==== Given passage

Play On: This is getting surreal


(NB: Excuse the flag waving here, especially since I’m not a citizen.)

As mentioned before, Taiwan’s CPBL season is underway.  The games are in empty stadiums for the time being because of social distancing (likely to be 2020’s “word of the year”).  Several teams have placed cardboard cut outs, robot drummers and played music during the games to give the feeling of having crowds until the fans are allowed in.

Games are not being broadcast internationally on TV as I thought, but online viewing is available.  Richard Wang (a bilingual Taiwanese citizen) and Wayne McNeil (a 20 resident who speaks Mandarin) normally broadcast in Mandarin, but are now also calling games in English.  The Twitter feed is up to 3.6 million in the US alone.  Games may be on at 3-6AM in the US, but when you’ve got nothing else to do or watch….  Even the SBL’s championship series (game three on Friday) is being shown in other countries.

========

Exercises to complete
(a) According to the post on Taiwan's CPBL season, how large has the Twitter feed grown in the US?
(b) Using the post on Taiwan's CPBL season, explain why several teams have placed cardboard cutouts and robot drummers and played music during games.
(c) Repeat the post on Taiwan's CPBL season word for word, from "Play On: This" up to and including "are allowed in.".
The material is not needed.

==== Input data

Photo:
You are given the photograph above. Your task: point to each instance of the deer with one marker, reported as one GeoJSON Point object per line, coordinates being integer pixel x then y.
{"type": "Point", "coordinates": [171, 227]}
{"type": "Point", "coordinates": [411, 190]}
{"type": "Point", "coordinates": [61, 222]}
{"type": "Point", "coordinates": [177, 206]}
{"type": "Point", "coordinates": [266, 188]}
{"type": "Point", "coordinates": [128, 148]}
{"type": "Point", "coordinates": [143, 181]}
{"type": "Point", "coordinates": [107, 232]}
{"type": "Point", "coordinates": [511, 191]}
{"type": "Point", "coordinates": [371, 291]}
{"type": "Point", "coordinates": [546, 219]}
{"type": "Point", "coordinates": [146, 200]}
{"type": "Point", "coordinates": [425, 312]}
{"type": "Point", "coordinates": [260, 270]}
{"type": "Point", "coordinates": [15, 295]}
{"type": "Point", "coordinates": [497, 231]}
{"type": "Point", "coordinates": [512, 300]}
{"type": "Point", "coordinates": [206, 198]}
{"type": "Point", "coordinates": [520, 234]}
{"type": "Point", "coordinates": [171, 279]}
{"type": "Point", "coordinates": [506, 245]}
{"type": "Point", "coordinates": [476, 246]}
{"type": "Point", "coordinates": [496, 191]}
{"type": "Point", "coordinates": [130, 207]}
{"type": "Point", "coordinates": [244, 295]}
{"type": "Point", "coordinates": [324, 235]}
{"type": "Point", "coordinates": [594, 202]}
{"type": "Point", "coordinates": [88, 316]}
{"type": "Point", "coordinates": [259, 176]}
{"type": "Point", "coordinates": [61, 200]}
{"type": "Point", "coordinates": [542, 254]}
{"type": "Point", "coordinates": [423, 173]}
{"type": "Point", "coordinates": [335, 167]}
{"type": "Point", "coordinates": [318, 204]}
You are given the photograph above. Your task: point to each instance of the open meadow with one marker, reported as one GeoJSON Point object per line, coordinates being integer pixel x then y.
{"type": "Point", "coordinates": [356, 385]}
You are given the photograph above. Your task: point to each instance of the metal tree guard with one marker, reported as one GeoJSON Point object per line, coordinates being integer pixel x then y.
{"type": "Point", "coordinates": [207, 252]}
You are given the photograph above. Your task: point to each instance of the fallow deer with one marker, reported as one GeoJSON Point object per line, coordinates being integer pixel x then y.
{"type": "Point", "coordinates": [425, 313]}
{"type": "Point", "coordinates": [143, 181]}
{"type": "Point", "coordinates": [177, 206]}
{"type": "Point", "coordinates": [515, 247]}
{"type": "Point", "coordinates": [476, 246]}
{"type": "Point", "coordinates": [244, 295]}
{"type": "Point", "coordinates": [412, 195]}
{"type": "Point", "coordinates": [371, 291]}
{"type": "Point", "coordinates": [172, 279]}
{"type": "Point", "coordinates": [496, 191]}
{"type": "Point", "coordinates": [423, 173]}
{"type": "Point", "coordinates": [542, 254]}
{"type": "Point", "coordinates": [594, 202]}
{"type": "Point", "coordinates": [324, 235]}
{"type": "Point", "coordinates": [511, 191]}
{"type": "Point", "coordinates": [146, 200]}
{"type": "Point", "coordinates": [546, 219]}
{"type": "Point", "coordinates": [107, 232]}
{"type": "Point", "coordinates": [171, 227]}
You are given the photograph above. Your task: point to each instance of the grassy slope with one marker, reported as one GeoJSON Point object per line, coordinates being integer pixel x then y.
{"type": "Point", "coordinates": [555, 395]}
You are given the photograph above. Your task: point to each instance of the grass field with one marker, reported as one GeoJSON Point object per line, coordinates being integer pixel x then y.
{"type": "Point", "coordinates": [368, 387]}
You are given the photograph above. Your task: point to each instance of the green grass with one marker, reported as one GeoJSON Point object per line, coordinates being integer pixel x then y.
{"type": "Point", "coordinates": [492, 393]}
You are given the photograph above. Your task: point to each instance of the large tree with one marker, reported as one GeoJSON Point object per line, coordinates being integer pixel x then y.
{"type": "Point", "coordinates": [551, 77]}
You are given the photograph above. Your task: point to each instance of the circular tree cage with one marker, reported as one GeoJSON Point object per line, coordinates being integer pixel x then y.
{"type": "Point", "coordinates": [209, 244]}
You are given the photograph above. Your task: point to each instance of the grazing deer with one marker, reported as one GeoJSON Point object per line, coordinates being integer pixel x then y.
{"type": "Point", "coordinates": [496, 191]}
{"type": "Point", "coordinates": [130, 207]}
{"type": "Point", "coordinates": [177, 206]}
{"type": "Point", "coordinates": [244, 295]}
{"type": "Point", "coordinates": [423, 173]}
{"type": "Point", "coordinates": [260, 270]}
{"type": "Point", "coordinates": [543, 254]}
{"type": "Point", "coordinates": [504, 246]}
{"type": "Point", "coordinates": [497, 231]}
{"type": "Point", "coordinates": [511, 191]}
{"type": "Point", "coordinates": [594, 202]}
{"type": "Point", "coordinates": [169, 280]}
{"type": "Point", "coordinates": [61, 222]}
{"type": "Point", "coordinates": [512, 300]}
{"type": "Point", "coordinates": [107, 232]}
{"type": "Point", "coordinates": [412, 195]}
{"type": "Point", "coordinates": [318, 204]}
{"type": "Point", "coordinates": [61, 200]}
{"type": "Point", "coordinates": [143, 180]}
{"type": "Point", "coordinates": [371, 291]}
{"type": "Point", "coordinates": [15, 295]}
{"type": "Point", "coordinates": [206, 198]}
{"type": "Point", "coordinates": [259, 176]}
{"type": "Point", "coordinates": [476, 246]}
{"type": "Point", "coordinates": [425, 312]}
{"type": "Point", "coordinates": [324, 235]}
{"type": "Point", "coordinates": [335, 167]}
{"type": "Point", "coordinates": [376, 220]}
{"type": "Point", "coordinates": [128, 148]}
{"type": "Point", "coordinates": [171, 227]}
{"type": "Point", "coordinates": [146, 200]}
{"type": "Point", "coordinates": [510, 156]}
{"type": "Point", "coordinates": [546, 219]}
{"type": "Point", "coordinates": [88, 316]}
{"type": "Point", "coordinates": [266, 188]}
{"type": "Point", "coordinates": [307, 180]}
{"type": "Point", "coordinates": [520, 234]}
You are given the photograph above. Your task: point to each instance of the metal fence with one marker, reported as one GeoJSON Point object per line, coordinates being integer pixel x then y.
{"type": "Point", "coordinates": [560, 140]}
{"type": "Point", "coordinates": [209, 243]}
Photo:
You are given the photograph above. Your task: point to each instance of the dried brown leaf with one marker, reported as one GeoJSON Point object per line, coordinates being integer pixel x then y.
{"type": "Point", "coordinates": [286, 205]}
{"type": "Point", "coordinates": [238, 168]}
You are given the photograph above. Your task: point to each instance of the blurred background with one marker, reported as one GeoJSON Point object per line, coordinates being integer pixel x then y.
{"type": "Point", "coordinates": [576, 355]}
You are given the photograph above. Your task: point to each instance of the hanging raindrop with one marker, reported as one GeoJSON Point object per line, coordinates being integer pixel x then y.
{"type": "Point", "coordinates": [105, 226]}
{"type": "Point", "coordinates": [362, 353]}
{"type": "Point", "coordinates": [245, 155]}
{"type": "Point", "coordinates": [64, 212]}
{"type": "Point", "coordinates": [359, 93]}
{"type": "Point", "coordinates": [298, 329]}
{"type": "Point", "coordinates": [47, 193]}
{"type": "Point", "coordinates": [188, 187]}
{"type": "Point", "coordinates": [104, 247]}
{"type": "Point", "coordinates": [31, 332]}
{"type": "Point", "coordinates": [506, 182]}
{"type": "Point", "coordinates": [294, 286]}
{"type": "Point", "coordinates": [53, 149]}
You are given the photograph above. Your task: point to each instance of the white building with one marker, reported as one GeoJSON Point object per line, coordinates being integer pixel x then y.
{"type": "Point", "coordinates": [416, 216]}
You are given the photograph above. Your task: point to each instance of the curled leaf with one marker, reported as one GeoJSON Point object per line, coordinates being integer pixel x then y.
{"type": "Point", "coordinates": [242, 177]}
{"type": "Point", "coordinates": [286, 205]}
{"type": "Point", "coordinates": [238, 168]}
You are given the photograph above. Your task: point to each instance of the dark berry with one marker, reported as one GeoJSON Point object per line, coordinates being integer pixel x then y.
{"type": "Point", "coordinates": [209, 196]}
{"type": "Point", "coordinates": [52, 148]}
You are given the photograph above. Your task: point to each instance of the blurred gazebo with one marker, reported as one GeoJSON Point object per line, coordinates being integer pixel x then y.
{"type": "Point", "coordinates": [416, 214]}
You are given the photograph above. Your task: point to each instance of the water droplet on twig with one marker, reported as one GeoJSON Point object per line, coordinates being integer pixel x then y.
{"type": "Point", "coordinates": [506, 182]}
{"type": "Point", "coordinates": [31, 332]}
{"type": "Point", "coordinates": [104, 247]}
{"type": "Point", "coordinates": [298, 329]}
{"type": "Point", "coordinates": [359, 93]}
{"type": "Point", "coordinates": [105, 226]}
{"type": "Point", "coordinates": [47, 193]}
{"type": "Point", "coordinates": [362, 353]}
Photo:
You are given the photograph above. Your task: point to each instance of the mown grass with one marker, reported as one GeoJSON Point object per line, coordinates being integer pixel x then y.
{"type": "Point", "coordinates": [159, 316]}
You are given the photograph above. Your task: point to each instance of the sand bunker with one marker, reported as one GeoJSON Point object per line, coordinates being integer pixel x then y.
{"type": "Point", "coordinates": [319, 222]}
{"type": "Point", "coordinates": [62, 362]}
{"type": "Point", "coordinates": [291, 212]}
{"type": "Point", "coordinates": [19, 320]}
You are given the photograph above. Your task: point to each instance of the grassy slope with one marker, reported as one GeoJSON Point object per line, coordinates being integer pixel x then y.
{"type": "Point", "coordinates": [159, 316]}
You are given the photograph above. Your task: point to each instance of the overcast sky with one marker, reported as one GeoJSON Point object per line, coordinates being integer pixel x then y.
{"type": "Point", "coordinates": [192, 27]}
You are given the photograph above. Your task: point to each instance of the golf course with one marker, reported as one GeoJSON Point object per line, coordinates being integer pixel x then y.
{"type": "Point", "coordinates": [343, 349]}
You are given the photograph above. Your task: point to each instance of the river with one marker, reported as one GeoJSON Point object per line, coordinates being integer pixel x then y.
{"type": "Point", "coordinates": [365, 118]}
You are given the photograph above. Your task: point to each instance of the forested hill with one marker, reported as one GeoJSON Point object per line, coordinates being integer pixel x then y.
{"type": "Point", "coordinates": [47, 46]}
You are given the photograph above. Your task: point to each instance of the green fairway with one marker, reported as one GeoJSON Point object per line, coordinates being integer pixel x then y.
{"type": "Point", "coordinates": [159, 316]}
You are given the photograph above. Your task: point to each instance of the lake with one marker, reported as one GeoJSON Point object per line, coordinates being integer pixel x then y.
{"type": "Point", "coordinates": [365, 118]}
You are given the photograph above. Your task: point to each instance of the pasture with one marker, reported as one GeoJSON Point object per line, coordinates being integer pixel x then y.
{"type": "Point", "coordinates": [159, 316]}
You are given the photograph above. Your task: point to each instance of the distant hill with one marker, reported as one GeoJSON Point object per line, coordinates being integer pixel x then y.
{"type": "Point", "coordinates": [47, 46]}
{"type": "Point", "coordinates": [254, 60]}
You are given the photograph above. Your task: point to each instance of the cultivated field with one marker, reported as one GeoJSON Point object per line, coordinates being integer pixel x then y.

========

Solutions by task
(a) It is up to 3.6 million in the US alone.

(b) The games are being played in empty stadiums for the time being because of social distancing. Teams use these measures to give the feeling of having crowds until fans are allowed in.

(c)
Play On: This is getting surreal


(NB: Excuse the flag waving here, especially since I’m not a citizen.)

As mentioned before, Taiwan’s CPBL season is underway.  The games are in empty stadiums for the time being because of social distancing (likely to be 2020’s “word of the year”).  Several teams have placed cardboard cut outs, robot drummers and played music during the games to give the feeling of having crowds until the fans are allowed in.